• **PASSAGE GIVEN**
— Start —
Saturday 3 February 2018

Some thoughts on negative and positive reinforcement

Most of us, if we learn about learning theory, quickly become familiar with the following:

Negative reinforcement : the removal of something aversive from the environment as a consequence of a behaviour, making that behaviour more likely to occur in the future. 

Positive reinforcement: the addition of something rewarding into the environment as a consequence of a behaviour, making that behaviour more likely to occur in the future.

Negative punishment: the removal of something appealing from the environment as a consequence of a behaviour, making that behaviour less likely to occur in the future

Positive punishment: the addition of something aversive into the environment as a consequence of a behaviour, making that behaviour less likely to occur in the future.

Looks quite straightforward...

Then, we categorise the training and learning we see. We give our horse a polo when he touches a cone, and say we are training with positive reinforcement. We form biases about what kind of training is good and what is bad. Taken to an extreme, we form opinions about whether people are good or bad based on the kind of training they do, but that's a subject for another day! 

So - a couple of thoughts on positive and negative reinforcement. 

Is it positive or negative reinforcement? 

Let's say my horse Paddy has an itchy leg - he finds a tree stump, lifts his leg and rubs against it, removing the itch. We would generally describe this as negative reinforcement - the irritating itch has been removed by Paddy's behaviour - rubbing the tree stump. 

Now, let's say Paddy has an itchy leg and lifts his leg while I am grooming him. I reach down and scratch his leg for him. Is this positive reinforcement - I am adding a pleasant scratch, or negative reinforcement - removing the itch as in the previous case. Does Paddy learn any differently in the two cases above? 

Since it is the horse who is learning, it only really matters how his brain processes these two events - my opinion is unimportant in his learning process! But I'd be more likely to call the latter case positive reinforcement, because I added a good consequence. 

So already we see a grey area in how we classify the learning. 

Can  learning through negative reinforcement be a 'nice' experience?
— End —
[Dataset rows]
— Start —
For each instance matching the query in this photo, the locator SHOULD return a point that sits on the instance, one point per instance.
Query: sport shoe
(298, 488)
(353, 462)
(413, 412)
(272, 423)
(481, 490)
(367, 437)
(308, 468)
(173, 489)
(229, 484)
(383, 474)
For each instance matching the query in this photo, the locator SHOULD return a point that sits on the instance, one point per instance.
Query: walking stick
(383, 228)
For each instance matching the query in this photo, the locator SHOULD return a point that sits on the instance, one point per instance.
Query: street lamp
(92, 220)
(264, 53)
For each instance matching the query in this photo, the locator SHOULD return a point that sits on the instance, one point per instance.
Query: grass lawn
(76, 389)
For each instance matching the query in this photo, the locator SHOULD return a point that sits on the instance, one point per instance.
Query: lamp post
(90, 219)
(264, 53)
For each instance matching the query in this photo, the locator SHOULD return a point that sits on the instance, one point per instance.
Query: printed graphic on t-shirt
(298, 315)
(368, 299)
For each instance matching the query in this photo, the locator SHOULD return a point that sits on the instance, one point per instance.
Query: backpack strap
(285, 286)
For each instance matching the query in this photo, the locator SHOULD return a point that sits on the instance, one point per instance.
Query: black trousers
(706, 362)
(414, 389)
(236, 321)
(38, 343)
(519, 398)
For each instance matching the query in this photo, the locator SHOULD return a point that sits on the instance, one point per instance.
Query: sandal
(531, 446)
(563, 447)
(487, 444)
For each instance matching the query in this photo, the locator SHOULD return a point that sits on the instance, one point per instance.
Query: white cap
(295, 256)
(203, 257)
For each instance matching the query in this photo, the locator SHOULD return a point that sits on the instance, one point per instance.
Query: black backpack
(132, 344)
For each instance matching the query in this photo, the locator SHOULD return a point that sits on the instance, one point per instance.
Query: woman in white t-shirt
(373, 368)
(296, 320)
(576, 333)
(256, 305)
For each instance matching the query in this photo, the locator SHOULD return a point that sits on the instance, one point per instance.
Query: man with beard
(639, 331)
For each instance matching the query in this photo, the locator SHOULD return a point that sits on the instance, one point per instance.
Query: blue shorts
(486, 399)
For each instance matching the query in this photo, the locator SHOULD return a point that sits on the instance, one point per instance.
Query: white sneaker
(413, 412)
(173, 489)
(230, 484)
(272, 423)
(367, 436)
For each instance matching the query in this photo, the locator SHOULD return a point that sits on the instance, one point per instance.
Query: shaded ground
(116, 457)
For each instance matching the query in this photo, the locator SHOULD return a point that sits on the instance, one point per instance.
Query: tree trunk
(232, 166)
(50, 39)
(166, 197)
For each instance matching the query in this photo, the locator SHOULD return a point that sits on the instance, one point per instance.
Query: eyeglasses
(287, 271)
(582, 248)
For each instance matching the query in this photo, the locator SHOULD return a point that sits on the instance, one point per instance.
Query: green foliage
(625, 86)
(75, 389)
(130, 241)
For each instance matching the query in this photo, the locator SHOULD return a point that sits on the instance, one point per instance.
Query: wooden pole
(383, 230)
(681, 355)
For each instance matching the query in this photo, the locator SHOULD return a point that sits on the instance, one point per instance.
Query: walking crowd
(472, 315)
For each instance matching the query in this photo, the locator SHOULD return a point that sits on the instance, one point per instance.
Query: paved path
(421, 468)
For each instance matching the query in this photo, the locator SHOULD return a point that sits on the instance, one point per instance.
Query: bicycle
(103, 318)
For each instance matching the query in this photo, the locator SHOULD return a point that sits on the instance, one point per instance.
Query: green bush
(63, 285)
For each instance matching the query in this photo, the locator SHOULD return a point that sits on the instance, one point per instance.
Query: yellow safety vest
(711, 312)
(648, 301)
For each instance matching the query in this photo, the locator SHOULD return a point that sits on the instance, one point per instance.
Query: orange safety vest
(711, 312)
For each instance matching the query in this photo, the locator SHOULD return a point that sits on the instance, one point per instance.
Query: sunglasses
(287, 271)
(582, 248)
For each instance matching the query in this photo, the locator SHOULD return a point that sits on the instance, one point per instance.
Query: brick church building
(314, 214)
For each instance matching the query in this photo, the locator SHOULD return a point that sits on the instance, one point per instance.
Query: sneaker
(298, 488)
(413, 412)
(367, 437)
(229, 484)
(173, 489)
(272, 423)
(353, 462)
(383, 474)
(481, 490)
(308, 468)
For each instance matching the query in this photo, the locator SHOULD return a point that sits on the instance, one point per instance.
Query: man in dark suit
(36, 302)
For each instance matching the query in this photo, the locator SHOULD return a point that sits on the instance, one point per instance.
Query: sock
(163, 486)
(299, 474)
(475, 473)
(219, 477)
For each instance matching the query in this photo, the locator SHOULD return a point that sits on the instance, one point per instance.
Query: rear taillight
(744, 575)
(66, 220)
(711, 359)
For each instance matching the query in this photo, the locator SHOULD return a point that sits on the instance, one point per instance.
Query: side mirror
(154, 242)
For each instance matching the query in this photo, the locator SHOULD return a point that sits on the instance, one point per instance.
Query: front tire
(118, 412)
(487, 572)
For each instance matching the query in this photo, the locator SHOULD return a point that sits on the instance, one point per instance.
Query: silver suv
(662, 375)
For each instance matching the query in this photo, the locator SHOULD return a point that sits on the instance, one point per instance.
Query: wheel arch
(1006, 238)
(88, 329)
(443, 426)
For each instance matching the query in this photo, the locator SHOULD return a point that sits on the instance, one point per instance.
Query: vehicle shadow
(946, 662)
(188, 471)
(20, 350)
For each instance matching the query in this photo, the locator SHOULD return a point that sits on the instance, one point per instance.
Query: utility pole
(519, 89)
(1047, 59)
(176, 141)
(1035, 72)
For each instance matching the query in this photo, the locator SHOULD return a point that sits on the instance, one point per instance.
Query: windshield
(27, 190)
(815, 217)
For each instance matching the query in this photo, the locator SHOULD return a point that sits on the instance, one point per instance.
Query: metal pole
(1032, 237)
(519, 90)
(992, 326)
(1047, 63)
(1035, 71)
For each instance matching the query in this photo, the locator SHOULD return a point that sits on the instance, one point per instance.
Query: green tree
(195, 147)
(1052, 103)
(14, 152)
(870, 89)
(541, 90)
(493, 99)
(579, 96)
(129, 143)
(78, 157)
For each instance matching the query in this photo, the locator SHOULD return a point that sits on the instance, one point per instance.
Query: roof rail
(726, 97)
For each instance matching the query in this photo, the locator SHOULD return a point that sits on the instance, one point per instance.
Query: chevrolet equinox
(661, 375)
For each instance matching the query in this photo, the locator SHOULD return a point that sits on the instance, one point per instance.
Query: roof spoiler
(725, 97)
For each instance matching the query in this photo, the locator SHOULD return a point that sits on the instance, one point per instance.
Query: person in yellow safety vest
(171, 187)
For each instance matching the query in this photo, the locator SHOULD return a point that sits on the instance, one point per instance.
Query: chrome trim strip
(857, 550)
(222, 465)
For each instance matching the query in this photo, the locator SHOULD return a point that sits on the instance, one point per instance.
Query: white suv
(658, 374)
— End —
• **EXERCISE DETAILS**
In the passage on negative and positive reinforcement, what does Paddy rub his itchy leg against to remove the itch?

• **FINAL RESULT**
A tree stump.